>> begin

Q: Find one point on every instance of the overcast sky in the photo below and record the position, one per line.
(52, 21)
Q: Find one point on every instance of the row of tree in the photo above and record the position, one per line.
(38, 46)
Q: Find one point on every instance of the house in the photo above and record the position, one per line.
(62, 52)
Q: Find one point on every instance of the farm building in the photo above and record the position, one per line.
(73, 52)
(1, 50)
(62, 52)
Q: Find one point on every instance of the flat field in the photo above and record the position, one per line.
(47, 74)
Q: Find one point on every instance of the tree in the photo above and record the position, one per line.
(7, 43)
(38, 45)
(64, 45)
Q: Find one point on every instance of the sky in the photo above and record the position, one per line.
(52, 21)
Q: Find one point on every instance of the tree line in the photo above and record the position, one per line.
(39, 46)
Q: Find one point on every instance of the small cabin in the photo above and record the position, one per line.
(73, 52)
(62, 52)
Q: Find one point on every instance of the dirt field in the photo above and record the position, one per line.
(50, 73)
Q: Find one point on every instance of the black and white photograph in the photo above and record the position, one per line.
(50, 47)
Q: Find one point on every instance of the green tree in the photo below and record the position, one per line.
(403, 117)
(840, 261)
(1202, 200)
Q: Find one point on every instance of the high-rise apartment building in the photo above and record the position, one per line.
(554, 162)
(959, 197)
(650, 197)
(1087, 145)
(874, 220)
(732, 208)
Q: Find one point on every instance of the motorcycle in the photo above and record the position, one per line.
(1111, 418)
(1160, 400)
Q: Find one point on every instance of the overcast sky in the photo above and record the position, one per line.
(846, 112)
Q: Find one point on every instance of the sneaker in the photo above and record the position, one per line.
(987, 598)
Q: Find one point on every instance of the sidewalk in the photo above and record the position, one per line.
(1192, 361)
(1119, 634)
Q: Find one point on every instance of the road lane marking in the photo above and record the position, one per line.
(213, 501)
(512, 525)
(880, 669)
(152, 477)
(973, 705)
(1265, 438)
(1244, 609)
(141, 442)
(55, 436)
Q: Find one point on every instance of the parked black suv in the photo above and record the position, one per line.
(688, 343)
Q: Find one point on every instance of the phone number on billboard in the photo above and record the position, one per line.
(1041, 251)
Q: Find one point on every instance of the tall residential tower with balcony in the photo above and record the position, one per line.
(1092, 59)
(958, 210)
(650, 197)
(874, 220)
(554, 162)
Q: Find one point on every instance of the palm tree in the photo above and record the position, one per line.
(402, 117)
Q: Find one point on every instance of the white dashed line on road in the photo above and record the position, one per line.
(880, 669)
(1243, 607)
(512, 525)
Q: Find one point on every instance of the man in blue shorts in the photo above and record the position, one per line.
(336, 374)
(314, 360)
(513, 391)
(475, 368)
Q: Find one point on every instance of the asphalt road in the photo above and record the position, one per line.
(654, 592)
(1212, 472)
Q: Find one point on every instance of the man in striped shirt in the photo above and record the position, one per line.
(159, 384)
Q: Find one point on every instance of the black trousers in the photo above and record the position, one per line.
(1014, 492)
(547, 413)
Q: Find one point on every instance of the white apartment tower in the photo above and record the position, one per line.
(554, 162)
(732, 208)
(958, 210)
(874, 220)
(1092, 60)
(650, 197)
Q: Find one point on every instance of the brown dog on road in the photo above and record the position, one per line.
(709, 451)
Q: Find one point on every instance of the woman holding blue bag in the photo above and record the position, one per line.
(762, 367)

>> end

## Short exercise
Please copy out each of the items above word for word.

## The response
Q: Find one point on every instance of the overcast sky in the photo below and record the position, one per line.
(52, 21)
Q: Find one point on every instance of the row of tree in the photo above and record the position, one per line.
(38, 46)
Q: Find one point on every instance of the house in the photo above and record the position, one per line.
(62, 52)
Q: Find one point on every instance of the farm building in the photo above and record the position, one per line.
(73, 52)
(1, 50)
(62, 52)
Q: Find one point on every instance of the flat field in the photo above and record the position, one per line.
(47, 74)
Q: Find one point on every instance of the tree in the photo above and record the position, one per line.
(7, 43)
(38, 45)
(64, 45)
Q: Find one point on every instance of the sky in the photo above and record the position, one per line.
(52, 21)
Q: Find one point on every instance of the tree line in the photo above and record the position, one per line.
(39, 46)
Q: Find one point on every instance of the small cabin in the photo above and record the position, one per line.
(73, 52)
(62, 52)
Q: Find one point on every instance of the dirt field in the photo above and record the position, one per line.
(50, 73)
Q: Find one point on every instance of the black and white photograph in the photo above and record the position, one per line.
(50, 47)
Q: Find one point on every instance of the green tree in the photo below and record the position, one per line.
(403, 117)
(840, 261)
(1202, 200)
Q: Find one point on every instance of the high-rise apartment building in the photo above and record the position, one per line.
(554, 162)
(959, 197)
(650, 197)
(1087, 145)
(874, 220)
(732, 208)
Q: Find one point on every instance of the motorcycle in the photo above and record the position, one per line.
(1111, 418)
(1160, 400)
Q: Find one point on every instance of the overcast sky in the photo above and record the position, one per line.
(846, 112)
Q: Find one point on every instance of the sneaker in the photo above and record the position, one per line.
(987, 598)
Q: Find one point on every instance of the sidewalk in the photo above and record the position, one per line.
(1192, 361)
(1119, 634)
Q: Find one point on every instance of the road lane marking in the photo above and record the position, one per line.
(213, 501)
(512, 525)
(880, 669)
(152, 477)
(973, 705)
(1265, 438)
(1244, 609)
(141, 442)
(55, 436)
Q: Find one point on every instance of the parked black suv in the photo above and record the position, one per line.
(688, 343)
Q: Find one point on every instance of the phone number on billboard in the photo above and record the position, one per line.
(1041, 251)
Q: Find one point on every instance of the tall residential tower with balcony in the photo above and record the position, one per line.
(1092, 59)
(958, 210)
(650, 197)
(874, 220)
(554, 162)
Q: Find one point on every instance of the palm tree in the photo above and record the position, one per line.
(402, 117)
Q: Find one point on every instance of the white dashed line on road in the photo above and record the position, one per line.
(880, 669)
(1243, 607)
(512, 525)
Q: Find one point on every instance of the man in blue shorts in the photo above and record the position, one per line.
(336, 374)
(314, 360)
(513, 391)
(475, 368)
Q: Find one point on every instance of the asphalt road in the photo above and record the position, one per line.
(654, 592)
(1212, 472)
Q: Find one point on every instance of the man in striped shirt in the photo above and record the position, one per line.
(159, 384)
Q: Find one point on every instance of the black trousers in the photo above and record the position, one per line.
(1014, 492)
(547, 413)
Q: Find one point on every instance of the white apartment tower in the photo above and record the position, one per line.
(554, 162)
(732, 208)
(958, 210)
(874, 220)
(1092, 60)
(650, 197)
Q: Find one point on every instance of the brown dog on road in the photo above and record the position, one per line.
(709, 451)
Q: Find one point on every instance of the woman holding blue bag in the photo above and record the position, one per line.
(762, 367)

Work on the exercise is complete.